> Quoted passage
Older people are more susceptible to the effects of alcohol due to their body’s decreasing ability to break it down. Alcohol circulates in an older person’s body for a longer time and the effects of drinking last longer. This in turn can leave older people vulnerable to a host of risks including falls, accidents, poor nutrition, health problems and financial difficulties.

Research from the Health Research Board Drug and Alcohol Survey shows that older drinkers reported drinking more frequently than those in younger age groups; 13.6% of drinkers aged 65 years and older consumed alcohol at least four times per week, compared with just 1.5% of drinkers aged 15–24 years (Table 10).

The Irish Longitudinal Study on Ageing (TILDA) found that while just 1.8% of older Irish adults reported a diagnosed history of alcohol or substance abuse, a self-reported audit taken during the survey showed overall prevalence of ‘problem drinking‘  higher at 4.8%, rising to 8.5% in men over 50. Tilda researchers highlighted that despite the decline in average weekly consumption and heavy episodic drinking, the observed quantities consumed and the increase in frequency of consumption suggest that older Irish adults are vulnerable to alcohol-related harms.

Alcohol and health concerns
Alcohol problems typically present in older people as falls, dementia, cardiac problems, hypertension, insomnia, confusion, depression or self-neglect. Studies have estimated that up to 14% of emergency department admissions are due to alcohol use disorder in elderly people, 18% for medical inpatients and 23-44% for psychiatric inpatients.

Alcohol problems left untreated in older people can worsen and can affect the brain with issues relating to this usually manifesting later in life.

Alcohol-related dementia, such as Korsakoff’s Syndrome and  Wernicke Encephalopathy are serious illnesses caused by a combination of high alcohol use and poor nutrition. People who acquire them require identification and appropriate treatment pathways for person-centred and rehabilitation-focused care.

Age-appropriate services

Research has found that late-onset alcohol problems can be related in part to issues like loneliness, depression and the stresses of ageing.

(Organisations like Alone or the Samaritans can help in such situations).

Ageing populations worldwide means that the absolute number of older people with alcohol use disorders is on the increase, and health services need to improve their provision of age appropriate screening and treatment methods and services.

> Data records

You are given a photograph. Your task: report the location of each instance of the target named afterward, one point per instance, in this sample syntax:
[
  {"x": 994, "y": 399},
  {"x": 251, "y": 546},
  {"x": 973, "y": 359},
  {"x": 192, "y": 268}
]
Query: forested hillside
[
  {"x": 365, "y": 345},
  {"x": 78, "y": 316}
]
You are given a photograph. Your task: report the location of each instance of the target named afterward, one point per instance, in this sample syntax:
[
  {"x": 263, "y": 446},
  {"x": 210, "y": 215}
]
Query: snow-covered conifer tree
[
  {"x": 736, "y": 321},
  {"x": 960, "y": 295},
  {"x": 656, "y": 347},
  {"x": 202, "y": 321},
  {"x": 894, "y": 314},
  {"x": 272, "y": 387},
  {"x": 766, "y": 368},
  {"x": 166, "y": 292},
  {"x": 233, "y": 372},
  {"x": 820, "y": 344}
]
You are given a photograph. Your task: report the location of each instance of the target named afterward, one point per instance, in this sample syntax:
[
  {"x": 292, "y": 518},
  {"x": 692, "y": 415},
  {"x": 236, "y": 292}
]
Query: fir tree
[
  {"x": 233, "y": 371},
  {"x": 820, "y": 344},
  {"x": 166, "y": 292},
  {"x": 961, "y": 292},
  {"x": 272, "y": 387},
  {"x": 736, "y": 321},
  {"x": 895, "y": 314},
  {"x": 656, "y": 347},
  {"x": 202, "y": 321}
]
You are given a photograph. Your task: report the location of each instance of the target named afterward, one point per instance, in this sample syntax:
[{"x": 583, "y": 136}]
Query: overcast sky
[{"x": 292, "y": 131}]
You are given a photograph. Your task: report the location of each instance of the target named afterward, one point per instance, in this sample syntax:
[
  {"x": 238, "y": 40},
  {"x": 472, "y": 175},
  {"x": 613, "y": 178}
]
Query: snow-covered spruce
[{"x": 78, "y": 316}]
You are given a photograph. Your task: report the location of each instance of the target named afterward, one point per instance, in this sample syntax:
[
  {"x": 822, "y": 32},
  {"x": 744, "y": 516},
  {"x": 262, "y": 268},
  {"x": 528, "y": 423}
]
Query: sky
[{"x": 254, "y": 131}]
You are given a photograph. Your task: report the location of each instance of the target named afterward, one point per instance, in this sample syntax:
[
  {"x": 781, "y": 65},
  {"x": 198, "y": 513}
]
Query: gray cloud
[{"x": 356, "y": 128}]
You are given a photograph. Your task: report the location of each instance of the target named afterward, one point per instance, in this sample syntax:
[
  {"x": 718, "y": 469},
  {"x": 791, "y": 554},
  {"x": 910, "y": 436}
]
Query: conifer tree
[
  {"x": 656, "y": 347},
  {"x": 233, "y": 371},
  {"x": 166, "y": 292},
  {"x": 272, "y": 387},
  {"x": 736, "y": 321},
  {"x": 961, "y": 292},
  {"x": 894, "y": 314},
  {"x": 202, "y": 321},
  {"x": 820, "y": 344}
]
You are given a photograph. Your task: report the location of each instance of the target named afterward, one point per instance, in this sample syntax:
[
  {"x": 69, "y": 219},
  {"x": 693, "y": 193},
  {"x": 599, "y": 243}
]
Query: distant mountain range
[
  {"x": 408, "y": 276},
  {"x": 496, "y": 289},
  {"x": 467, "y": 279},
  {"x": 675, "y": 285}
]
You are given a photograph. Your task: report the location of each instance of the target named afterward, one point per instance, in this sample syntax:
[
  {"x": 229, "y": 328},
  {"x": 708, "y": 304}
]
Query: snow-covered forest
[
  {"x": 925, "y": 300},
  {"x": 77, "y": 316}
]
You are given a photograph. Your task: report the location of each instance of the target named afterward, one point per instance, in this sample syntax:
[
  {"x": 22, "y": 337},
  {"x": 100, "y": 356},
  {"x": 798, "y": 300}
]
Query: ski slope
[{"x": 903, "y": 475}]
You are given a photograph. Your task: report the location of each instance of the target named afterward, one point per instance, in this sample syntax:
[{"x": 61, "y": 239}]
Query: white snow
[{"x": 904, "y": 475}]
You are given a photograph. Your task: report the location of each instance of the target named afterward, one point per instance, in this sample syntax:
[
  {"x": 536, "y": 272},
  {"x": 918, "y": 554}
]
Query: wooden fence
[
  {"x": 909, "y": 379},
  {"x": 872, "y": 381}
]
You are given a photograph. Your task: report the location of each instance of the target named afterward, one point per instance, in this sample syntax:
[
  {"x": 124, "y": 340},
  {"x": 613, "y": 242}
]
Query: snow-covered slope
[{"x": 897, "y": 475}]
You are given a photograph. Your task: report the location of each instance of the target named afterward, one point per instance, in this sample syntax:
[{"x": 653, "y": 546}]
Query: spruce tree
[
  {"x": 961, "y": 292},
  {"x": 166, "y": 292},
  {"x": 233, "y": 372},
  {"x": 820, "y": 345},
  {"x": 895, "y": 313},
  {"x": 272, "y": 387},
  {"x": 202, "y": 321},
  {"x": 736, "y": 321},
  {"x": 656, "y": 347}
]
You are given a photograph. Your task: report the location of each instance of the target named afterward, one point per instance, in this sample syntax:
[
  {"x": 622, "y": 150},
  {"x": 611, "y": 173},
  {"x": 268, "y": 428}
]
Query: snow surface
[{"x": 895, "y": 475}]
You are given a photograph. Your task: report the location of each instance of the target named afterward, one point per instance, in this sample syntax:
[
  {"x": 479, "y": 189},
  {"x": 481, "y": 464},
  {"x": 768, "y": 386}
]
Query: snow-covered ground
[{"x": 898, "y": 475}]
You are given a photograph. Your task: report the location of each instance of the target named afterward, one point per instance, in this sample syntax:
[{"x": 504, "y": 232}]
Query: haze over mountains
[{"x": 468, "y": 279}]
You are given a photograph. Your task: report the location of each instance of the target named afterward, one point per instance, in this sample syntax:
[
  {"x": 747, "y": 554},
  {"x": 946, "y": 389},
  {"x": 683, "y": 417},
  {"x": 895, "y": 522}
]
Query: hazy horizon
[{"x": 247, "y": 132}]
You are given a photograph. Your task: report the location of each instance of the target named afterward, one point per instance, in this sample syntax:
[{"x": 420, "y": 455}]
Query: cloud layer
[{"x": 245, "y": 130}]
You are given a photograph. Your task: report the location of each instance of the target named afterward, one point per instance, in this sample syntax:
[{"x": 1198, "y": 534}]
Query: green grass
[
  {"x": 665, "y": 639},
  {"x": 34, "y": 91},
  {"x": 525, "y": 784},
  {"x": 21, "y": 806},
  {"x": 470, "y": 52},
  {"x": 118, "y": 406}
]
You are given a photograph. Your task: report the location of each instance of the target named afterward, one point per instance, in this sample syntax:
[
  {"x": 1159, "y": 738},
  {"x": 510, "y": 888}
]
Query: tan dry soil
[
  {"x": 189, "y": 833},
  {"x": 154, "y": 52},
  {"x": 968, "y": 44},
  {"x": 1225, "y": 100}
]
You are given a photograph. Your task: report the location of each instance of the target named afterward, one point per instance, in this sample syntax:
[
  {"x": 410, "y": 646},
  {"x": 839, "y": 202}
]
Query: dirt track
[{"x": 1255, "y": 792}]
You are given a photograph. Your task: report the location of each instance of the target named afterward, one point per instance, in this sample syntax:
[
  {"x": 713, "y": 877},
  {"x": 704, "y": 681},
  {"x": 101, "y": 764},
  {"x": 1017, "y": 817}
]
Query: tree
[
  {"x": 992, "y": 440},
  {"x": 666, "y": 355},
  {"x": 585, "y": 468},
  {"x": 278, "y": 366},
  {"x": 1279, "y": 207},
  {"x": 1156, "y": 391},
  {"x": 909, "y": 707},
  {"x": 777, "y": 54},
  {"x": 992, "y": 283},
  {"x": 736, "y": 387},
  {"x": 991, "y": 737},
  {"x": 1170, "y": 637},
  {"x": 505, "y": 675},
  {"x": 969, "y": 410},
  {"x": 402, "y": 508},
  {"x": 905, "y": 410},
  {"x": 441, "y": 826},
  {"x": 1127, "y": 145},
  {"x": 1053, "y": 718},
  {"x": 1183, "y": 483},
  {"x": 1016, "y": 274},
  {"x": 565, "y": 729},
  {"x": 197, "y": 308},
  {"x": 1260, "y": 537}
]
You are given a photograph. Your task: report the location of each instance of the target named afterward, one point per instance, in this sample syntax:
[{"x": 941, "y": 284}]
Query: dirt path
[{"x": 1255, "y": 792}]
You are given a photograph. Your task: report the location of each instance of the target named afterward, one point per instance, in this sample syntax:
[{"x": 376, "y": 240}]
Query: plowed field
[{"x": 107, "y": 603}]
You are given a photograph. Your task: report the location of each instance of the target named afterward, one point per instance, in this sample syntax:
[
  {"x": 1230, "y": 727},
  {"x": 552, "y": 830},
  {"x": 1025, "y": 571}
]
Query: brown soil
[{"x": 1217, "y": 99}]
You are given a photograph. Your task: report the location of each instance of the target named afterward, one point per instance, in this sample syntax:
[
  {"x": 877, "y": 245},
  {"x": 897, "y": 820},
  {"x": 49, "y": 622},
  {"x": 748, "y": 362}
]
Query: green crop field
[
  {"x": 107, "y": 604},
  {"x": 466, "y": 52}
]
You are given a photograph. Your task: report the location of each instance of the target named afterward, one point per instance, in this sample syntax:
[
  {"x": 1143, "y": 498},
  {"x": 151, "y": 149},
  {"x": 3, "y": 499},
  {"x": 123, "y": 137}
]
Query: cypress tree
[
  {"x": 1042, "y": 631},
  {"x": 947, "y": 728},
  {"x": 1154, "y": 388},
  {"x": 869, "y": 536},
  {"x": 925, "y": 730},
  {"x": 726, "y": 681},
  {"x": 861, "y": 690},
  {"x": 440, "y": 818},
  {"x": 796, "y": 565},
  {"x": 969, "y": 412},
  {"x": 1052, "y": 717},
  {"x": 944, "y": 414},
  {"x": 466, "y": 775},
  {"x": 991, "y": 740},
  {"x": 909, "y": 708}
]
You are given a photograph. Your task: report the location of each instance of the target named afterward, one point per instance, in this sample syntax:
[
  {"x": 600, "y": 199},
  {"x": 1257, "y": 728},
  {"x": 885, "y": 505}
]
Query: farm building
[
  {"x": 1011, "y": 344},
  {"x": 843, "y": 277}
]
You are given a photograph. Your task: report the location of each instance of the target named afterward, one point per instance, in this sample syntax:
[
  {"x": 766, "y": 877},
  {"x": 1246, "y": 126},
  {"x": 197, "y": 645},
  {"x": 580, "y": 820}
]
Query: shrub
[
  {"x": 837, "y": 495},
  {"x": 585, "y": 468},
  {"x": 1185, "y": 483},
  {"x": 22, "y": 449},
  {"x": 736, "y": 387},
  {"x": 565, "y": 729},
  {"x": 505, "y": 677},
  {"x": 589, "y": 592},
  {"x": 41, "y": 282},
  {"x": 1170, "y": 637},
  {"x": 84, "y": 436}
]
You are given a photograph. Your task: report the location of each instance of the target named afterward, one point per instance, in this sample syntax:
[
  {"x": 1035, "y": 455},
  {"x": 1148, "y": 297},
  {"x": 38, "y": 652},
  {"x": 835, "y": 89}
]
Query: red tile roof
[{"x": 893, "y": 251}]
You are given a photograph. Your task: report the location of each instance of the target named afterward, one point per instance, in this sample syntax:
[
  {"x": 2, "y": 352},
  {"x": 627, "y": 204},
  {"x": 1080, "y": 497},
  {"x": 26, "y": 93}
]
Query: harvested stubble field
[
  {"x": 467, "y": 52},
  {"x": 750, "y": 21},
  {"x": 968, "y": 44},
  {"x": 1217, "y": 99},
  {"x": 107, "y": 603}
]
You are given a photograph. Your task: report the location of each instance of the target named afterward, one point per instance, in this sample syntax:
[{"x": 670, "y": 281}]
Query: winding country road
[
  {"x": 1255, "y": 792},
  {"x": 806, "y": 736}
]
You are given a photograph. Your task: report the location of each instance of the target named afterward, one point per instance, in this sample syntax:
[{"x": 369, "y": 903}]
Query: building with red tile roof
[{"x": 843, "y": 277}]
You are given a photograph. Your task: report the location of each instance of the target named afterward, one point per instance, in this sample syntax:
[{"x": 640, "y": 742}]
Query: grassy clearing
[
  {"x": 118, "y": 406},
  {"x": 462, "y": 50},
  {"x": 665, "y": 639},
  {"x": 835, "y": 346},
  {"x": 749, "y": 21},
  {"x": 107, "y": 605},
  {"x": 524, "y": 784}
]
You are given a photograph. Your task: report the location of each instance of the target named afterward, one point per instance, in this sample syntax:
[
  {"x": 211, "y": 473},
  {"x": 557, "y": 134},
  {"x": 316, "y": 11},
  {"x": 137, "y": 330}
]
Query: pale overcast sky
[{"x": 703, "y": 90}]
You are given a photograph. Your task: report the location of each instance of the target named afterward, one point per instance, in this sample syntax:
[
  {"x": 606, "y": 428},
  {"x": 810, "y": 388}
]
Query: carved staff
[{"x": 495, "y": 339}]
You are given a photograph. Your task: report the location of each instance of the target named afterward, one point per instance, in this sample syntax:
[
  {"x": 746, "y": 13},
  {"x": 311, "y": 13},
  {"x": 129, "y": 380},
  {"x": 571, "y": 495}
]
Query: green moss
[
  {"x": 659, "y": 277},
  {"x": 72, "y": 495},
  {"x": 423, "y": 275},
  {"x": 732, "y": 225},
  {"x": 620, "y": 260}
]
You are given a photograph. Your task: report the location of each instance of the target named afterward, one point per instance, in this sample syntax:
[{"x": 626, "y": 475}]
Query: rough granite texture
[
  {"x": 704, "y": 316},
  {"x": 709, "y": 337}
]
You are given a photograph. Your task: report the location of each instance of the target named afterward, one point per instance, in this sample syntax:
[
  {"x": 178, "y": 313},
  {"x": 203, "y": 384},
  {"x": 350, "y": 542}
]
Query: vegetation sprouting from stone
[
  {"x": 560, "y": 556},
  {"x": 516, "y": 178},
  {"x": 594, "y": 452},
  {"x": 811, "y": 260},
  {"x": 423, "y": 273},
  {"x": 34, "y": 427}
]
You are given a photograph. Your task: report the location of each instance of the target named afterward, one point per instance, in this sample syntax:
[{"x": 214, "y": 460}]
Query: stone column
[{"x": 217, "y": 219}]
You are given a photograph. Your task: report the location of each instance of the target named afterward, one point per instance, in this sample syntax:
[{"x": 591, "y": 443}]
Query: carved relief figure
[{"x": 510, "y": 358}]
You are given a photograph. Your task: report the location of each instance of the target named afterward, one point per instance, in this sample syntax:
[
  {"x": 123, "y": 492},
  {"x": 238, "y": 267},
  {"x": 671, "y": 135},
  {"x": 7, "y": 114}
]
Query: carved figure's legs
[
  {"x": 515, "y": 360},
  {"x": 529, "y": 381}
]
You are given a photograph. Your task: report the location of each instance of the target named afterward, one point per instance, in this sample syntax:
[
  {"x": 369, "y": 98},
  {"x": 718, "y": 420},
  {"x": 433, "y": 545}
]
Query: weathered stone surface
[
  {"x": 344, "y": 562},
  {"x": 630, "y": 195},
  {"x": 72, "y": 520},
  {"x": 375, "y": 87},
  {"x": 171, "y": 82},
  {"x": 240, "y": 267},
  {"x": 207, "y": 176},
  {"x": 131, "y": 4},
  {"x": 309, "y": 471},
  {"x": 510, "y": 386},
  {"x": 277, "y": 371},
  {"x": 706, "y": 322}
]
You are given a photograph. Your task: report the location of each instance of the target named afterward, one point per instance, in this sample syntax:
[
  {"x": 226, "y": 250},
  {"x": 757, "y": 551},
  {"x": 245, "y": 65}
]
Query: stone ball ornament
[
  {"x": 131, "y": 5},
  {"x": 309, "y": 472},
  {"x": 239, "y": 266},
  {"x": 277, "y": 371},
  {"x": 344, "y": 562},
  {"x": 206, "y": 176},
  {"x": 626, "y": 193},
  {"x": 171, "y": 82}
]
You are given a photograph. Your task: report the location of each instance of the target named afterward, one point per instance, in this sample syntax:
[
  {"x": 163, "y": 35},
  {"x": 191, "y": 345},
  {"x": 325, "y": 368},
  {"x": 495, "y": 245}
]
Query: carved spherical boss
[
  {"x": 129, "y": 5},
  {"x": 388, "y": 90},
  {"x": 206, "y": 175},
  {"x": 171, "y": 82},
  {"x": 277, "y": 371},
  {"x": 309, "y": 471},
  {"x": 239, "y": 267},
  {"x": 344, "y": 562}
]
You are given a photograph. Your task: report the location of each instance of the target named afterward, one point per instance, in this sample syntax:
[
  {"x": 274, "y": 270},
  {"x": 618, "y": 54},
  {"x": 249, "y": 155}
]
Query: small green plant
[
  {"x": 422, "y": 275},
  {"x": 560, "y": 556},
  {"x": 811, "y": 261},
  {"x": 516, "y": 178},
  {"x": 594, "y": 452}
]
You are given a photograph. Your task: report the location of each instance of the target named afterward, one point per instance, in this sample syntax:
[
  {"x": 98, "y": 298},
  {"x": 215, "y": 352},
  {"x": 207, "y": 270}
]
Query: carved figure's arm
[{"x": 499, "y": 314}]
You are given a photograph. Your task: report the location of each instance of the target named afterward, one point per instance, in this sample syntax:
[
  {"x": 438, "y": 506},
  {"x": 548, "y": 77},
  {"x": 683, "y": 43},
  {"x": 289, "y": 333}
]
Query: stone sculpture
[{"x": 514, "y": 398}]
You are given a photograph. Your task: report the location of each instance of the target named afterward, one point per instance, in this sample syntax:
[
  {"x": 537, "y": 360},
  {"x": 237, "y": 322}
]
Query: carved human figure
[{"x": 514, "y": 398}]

> What you will do
1) Update the passage on alcohol and older people: begin at the words "Older people are" and stop after "years (Table 10).", replacing "drinkers" with "alcohol users".
2) Summarize the passage on alcohol and older people in two sentences.
None of the records is needed for this work.

> Expected results
1)
Older people are more susceptible to the effects of alcohol due to their body’s decreasing ability to break it down. Alcohol circulates in an older person’s body for a longer time and the effects of drinking last longer. This in turn can leave older people vulnerable to a host of risks including falls, accidents, poor nutrition, health problems and financial difficulties.

Research from the Health Research Board Drug and Alcohol Survey shows that older alcohol users reported drinking more frequently than those in younger age groups; 13.6% of alcohol users aged 65 years and older consumed alcohol at least four times per week, compared with just 1.5% of alcohol users aged 15–24 years (Table 10).

2) Older people are more susceptible to the effects of alcohol because their bodies break it down less effectively, leaving them vulnerable to risks such as falls, accidents, poor nutrition and health problems, and survey research shows that older drinkers drink more frequently than younger ones. Untreated alcohol problems in older people can worsen and affect the brain, and as the number of older people with alcohol use disorders rises, health services need to improve age-appropriate screening and treatment.